### Set problem
Rescale the material from its first line up to and including the line with "point(138, 104)": repeat every line with its wording, multiplying each answer coordinate by 0.85 and rounding to whole numbers, halves up. Leave the sample points in the wording unchanged.

>> Begin Information given

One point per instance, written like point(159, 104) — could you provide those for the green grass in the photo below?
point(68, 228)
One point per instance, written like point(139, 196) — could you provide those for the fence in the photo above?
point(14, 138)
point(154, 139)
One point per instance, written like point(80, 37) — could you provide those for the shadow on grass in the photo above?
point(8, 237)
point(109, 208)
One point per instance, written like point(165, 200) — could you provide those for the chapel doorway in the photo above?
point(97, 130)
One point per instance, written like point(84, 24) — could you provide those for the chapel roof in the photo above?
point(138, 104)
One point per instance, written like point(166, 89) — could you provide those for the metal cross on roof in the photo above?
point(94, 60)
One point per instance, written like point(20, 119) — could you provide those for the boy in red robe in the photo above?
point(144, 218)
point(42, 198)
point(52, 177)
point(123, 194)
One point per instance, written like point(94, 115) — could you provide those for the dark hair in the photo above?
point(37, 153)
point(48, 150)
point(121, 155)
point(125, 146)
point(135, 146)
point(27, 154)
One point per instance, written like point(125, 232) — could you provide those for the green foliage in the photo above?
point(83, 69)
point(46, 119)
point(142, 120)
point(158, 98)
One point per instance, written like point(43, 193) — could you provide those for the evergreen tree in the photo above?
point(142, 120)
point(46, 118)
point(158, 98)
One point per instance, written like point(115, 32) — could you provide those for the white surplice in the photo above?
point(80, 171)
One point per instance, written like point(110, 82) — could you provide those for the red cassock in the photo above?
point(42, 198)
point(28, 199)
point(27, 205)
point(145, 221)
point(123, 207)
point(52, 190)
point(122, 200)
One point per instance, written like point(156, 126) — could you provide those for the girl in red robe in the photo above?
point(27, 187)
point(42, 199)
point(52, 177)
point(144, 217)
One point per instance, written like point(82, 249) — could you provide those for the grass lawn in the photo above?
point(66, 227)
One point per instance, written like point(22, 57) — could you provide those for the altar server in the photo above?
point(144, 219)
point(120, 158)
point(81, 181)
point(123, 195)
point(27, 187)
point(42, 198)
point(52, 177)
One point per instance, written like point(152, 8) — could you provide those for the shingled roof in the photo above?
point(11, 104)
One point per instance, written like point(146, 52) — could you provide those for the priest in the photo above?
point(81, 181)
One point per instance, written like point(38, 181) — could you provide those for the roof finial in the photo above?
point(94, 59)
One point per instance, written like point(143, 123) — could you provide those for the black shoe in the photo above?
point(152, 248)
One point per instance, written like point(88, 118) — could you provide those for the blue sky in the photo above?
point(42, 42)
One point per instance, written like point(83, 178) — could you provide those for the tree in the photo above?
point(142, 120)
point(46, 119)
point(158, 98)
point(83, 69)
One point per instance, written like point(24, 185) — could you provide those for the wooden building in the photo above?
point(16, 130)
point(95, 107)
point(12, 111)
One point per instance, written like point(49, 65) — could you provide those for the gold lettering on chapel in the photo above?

>> End Information given

### Output below
One point per instance, written like point(159, 104) — could you provide those for the green grass in the photo below?
point(58, 194)
One point per instance, written like point(139, 196) — could you provide those for the fence in the photo above?
point(12, 117)
point(131, 118)
One point per instance, written like point(80, 37) — could you provide those for the shadow on grass in the photo above?
point(7, 201)
point(93, 177)
One point per instance, written like point(165, 200) — could you provide those for the chapel doorway in the photo above?
point(82, 111)
One point per instance, written like point(84, 24) — could you provide those for the chapel roof in the photo above?
point(117, 88)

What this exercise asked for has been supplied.